→ Consignes de l'exercice
(A) Répondez aux questions suivantes sur l'extrait de décision de justice, une réponse par ligne, marquée comme la question :
(i) À quelle date le tribunal administratif de Strasbourg a-t-il rendu son jugement n° 1105782 ?
(ii) Quel avocat représente le service départemental d'incendie et de secours du Bas-Rhin ?
(iii) À quelle date l'instruction a-t-elle été close ?
(B) Poursuivez l'extrait de décision de justice après sa dernière ligne, s'il vous plaît.

→ Extrait choisi
┌──
Par un jugement n° 1105782 du 19 février 2014, le tribunal administratif de Strasbourg a rejeté la demande de Mme H..
Procédure devant la cour :
Par une requête et des mémoires enregistrés le 17 avril 2014, le 18 septembre 2014 et le 20 octobre 2014, Mme H., représentée par Me Brand, demande à la cour :
1°) d’annuler le jugement n° 1105782 du 19 février 2014 du tribunal administratif de Strasbourg ;
2°) d’annuler le titre exécutoire du 8 août 2011 ;
3°) de mettre à la charge du service départemental d’incendie et de secours du Bas-Rhin une somme de 2 000 euros au titre de l’article L. 761-1 du code de justice administrative.
Mme H. soutient que :
– le jugement est irrégulier dès lors qu’il ne répond pas de manière suffisamment motivée à ses moyens ;
– seul le conseil d’administration du SDIS pouvait décider de demander l’indemnisation des frais de dépollution sur la base de l’article L. 211-5 du code de l’environnement ;
– la procédure a été suivie en méconnaissance des dispositions de l’article 24 de la loi du 12 avril 2000 ;
– le titre exécutoire méconnaît les dispositions de l’article 4 de la loi du 12 avril 2000 et de l’article L. 1617-5 du code général des collectivités territoriales ;
– le titre exécutoire ne comprend pas d’information quant au taux et au montant de TVA ;
– la délibération du 16 décembre 2010 fixant le montant des interventions payantes est illégale ;
– l’article L. 211-5 du code de l’environnement était inapplicable ;
– aucune substitution de base légale ne peut intervenir pour justifier le titre exécutoire ;
– le montant exigé n’est pas justifié au regard de la disproportion des moyens mis en œuvre et de son absence de correspondance avec les frais réellement engagés.
Par des mémoires en défense, enregistrés les 24 juillet 2014, 12 septembre 2014, 30 septembre 2014 et 23 octobre 2014, le service départemental d’incendie et de secours du Bas-Rhin, représenté par Me Bourgun, conclut au rejet de la requête et à ce qu’une somme de 2 000 euros soit mise à la charge de Mme H. au titre des dispositions de l’article L. 761-1 du code de justice administrative.
Il soutient que les moyens soulevés par Mme H. ne sont pas fondés et notamment que les dispositions de l’article L. 211-5 du code de l’environnement sont susceptibles de constituer le fondement légal de la créance du SDIS à l’égard de Mme H. et que le montant est légalement justifié au regard de la délibération du 16 décembre 2010.
Par une ordonnance du 7 octobre 2014, l’instruction a été close au 28 octobre 2014.
Vu :
– les autres pièces du dossier ;
– le code de l’environnement ;
– le code général des collectivités territoriales ;
– la loi n° 2000-321 du 12 avril 2000 ;
– le code de justice administrative.
└──
→ Données fournies
┌──
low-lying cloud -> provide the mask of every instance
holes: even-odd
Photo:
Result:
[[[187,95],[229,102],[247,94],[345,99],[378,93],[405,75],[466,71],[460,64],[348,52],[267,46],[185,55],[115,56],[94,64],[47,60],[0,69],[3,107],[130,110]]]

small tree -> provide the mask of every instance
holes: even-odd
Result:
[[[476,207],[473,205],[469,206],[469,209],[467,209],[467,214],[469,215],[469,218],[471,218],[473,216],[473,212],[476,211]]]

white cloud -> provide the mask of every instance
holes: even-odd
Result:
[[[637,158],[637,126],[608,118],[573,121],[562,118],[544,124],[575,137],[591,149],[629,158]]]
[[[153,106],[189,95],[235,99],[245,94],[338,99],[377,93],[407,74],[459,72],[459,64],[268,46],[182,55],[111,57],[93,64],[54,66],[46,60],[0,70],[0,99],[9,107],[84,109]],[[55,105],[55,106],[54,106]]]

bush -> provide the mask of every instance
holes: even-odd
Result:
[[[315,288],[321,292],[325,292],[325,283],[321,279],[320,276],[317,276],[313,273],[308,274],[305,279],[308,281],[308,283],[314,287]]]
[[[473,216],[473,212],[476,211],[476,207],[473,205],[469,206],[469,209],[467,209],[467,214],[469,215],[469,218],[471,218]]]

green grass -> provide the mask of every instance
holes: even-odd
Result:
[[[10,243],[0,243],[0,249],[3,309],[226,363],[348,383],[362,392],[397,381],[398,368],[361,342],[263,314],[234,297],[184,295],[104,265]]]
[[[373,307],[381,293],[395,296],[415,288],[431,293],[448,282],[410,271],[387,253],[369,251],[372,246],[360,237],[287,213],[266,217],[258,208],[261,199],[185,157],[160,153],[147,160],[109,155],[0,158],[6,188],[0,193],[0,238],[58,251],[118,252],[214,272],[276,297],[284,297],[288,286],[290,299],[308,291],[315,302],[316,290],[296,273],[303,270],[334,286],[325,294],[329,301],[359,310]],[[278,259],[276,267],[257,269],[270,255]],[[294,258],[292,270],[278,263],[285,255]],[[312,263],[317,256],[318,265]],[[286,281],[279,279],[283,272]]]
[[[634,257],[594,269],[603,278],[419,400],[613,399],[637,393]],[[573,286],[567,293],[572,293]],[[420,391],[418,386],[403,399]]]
└──
→ Résultats dans l'ordre
(A)
(i) Le 19 février 2014.
(ii) Me Bourgun.
(iii) Le 28 octobre 2014.

(B)
Les parties ont été régulièrement averties du jour de l’audience.
Ont été entendus au cours de l’audience publique :
– le rapport de M. Richard, premier conseiller,
– les conclusions de M. Favret, rapporteur public,
– et les observations de Me Maamouri, pour Mme H..
Considérant ce qui suit :
1. A la suite d’une intervention réalisée chez Mme H., le 7 mai 2011, pour un déversement accidentel de fuel dans le sol environnant, le service départemental d’incendie et de secours (SDIS) du Bas-Rhin a émis à son encontre, le 8 août 2011, un titre exécutoire lui demandant, sur le fondement de l’article L. 1424-42 du code général des collectivités territoriales, le versement d’une somme de 1 430,34 euros en recouvrement des frais exposés à cette occasion. La requérante relève appel du jugement en date du 19 février 2014 par lequel le tribunal administratif de Strasbourg a rejeté sa demande tendant à l’annulation de ce titre exécutoire.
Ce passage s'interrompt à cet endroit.